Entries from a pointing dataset
──────────

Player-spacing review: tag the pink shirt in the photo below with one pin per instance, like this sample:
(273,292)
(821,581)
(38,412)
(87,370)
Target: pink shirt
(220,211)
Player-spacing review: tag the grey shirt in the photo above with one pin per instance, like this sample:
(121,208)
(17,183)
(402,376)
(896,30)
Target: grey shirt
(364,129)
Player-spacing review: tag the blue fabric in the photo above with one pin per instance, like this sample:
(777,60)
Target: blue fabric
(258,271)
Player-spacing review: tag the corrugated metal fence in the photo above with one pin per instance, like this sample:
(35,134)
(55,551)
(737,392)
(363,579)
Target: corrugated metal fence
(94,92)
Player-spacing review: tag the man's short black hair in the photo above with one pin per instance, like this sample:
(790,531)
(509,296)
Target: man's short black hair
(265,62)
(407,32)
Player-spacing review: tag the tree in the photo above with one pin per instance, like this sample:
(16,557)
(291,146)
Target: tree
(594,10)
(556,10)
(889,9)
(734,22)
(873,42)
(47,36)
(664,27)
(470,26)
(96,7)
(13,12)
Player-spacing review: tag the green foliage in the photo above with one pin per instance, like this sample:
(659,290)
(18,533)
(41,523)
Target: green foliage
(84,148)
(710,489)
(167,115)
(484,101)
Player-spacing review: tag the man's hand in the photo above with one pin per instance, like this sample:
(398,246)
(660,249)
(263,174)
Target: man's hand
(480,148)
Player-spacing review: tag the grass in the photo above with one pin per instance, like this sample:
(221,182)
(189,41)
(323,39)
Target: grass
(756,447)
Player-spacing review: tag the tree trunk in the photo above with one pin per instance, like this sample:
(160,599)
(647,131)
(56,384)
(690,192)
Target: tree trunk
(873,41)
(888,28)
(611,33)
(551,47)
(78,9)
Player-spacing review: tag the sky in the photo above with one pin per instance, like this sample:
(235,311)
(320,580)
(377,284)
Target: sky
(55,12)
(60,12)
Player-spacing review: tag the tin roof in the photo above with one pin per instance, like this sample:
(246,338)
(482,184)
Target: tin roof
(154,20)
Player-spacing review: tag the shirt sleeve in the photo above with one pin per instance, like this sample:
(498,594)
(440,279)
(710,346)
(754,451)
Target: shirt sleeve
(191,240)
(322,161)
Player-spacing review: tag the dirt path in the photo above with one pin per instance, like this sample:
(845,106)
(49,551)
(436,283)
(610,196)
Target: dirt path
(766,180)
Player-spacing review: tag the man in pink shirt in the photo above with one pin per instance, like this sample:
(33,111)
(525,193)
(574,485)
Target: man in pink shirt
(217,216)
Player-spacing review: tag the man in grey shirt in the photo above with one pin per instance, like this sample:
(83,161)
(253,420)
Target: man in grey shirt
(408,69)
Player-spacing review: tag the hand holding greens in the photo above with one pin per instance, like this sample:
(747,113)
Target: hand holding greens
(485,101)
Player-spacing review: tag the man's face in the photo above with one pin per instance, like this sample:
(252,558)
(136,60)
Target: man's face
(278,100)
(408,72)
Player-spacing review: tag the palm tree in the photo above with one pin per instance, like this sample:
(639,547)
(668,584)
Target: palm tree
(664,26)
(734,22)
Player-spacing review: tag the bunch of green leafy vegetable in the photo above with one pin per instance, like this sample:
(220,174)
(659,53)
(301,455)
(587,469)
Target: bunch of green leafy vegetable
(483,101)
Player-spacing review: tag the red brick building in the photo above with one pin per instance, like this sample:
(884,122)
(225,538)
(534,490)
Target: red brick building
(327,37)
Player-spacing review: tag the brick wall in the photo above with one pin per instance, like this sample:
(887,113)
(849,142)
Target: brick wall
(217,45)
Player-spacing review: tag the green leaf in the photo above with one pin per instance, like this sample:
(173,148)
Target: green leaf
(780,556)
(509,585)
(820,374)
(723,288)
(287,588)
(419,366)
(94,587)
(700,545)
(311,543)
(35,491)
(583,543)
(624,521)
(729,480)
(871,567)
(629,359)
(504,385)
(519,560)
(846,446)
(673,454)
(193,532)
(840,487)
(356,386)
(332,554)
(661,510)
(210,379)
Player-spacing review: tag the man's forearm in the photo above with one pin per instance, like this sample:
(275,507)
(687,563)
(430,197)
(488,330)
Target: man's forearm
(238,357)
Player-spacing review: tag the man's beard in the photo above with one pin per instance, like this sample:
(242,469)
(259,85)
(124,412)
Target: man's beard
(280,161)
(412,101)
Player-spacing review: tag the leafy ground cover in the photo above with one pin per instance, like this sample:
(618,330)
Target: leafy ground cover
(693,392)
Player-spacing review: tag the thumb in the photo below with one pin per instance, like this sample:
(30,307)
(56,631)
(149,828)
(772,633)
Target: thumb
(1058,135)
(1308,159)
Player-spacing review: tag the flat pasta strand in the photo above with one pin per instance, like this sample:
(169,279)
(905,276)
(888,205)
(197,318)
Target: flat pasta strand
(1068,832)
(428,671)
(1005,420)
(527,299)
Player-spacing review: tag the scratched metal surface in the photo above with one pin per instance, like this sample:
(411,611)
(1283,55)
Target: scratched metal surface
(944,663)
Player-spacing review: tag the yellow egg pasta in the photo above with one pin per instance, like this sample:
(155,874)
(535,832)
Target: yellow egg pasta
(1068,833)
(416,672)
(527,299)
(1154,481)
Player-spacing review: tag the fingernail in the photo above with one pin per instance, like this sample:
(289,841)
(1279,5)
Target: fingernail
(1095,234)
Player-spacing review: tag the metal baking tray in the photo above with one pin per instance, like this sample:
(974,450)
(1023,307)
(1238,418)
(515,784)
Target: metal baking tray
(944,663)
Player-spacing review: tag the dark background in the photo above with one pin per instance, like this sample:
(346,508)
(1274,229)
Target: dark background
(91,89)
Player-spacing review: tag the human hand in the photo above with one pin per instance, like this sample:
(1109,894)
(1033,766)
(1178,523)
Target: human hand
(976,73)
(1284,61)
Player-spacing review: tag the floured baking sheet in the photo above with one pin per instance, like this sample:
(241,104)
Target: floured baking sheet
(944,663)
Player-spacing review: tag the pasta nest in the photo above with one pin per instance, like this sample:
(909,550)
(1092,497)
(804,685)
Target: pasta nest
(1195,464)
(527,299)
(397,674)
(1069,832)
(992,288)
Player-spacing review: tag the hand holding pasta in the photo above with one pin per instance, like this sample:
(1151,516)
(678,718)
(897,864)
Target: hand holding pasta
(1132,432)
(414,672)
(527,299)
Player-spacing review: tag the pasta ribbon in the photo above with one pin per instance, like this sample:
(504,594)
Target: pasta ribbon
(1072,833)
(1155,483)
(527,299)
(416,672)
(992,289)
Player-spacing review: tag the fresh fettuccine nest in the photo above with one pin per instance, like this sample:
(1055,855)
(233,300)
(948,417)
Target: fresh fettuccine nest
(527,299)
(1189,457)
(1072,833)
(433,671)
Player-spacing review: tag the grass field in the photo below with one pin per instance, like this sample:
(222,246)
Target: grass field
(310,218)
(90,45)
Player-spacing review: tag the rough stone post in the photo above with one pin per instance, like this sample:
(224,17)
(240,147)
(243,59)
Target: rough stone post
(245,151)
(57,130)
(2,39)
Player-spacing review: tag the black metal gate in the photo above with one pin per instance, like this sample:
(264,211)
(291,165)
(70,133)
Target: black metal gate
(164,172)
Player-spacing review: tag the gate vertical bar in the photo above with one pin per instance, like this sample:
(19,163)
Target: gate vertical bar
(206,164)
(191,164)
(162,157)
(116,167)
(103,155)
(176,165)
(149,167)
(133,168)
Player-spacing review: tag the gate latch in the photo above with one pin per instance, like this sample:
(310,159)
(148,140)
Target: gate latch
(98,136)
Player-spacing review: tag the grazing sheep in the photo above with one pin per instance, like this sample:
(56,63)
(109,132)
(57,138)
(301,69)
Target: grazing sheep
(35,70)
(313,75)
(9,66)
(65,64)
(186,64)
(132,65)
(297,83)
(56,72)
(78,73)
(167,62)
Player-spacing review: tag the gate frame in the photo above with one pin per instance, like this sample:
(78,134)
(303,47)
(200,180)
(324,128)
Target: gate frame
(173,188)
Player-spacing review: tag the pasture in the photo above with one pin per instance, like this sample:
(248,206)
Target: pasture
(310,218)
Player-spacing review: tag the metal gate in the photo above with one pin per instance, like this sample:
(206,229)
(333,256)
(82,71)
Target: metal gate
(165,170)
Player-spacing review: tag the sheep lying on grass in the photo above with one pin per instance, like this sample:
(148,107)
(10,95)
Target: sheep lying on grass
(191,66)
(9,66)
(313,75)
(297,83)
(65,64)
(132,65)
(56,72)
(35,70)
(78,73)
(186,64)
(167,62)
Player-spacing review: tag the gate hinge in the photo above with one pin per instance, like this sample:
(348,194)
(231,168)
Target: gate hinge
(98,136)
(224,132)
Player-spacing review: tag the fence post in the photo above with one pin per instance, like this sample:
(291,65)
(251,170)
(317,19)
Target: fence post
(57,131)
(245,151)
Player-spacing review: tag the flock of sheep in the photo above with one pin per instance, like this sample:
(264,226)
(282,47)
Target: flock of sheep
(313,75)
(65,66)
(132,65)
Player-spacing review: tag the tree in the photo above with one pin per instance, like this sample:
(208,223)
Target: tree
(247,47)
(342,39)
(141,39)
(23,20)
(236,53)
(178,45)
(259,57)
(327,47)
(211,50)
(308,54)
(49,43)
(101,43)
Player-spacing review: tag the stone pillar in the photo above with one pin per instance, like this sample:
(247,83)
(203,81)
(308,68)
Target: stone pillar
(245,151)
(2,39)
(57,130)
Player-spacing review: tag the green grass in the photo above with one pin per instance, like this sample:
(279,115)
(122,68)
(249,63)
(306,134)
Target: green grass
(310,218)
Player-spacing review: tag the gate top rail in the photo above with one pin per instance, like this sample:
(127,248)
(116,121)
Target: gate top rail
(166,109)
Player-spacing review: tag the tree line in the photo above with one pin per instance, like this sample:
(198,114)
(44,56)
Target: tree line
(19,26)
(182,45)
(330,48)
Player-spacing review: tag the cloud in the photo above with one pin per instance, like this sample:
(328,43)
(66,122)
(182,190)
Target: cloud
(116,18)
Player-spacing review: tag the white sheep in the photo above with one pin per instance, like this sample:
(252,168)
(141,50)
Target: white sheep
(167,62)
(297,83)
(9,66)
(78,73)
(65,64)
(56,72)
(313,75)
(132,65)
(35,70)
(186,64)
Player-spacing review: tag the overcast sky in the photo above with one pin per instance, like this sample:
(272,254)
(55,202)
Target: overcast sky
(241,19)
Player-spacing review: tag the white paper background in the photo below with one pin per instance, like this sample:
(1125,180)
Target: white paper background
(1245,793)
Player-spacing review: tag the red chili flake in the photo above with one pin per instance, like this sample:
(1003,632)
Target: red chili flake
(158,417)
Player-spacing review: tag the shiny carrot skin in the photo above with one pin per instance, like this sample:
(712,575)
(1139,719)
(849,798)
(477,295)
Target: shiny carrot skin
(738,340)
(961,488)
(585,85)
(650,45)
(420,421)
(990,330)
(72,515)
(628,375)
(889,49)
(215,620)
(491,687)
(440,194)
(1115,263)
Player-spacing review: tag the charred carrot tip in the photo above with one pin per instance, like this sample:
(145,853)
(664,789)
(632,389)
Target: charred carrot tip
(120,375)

──────────

Work to complete: Only the lines from the one containing "Player-spacing review: tag the cloud" to the end of the listing belong in the output, each reproduced exactly.

Result:
Player-spacing review: tag the cloud in the photo above with one pin per instance, like this sample:
(328,43)
(66,122)
(182,190)
Target: cloud
(116,18)
Player-spacing review: tag the white sheep in the photo above with one pin per instance, like this sample:
(252,168)
(141,50)
Target: white sheep
(167,62)
(297,83)
(9,66)
(78,73)
(65,64)
(56,72)
(313,75)
(132,65)
(35,70)
(186,64)
Player-spacing review: tag the overcast sky in the photo above with one pin per instance, like this sample:
(272,254)
(55,202)
Target: overcast sky
(241,19)
Player-spacing review: tag the white paper background in the photo below with one pin per instance, like this sample:
(1125,180)
Target: white paper background
(1245,793)
Player-spacing review: tag the red chili flake in the photo above with one pin per instance, like this sample:
(1003,632)
Target: red chili flake
(158,417)
Player-spacing review: tag the shiny carrot skin in the photo above with one pin per instance, like this sample:
(712,575)
(1139,719)
(849,798)
(477,295)
Target: shiny carrot skin
(738,340)
(961,488)
(585,85)
(650,45)
(420,421)
(990,330)
(72,515)
(628,375)
(889,49)
(215,620)
(491,687)
(440,194)
(1115,263)
Player-spacing review: tag the charred carrot tip in the photo above with one pin per instance, like this sample:
(145,853)
(664,789)
(632,389)
Target: charred carrot tip
(120,375)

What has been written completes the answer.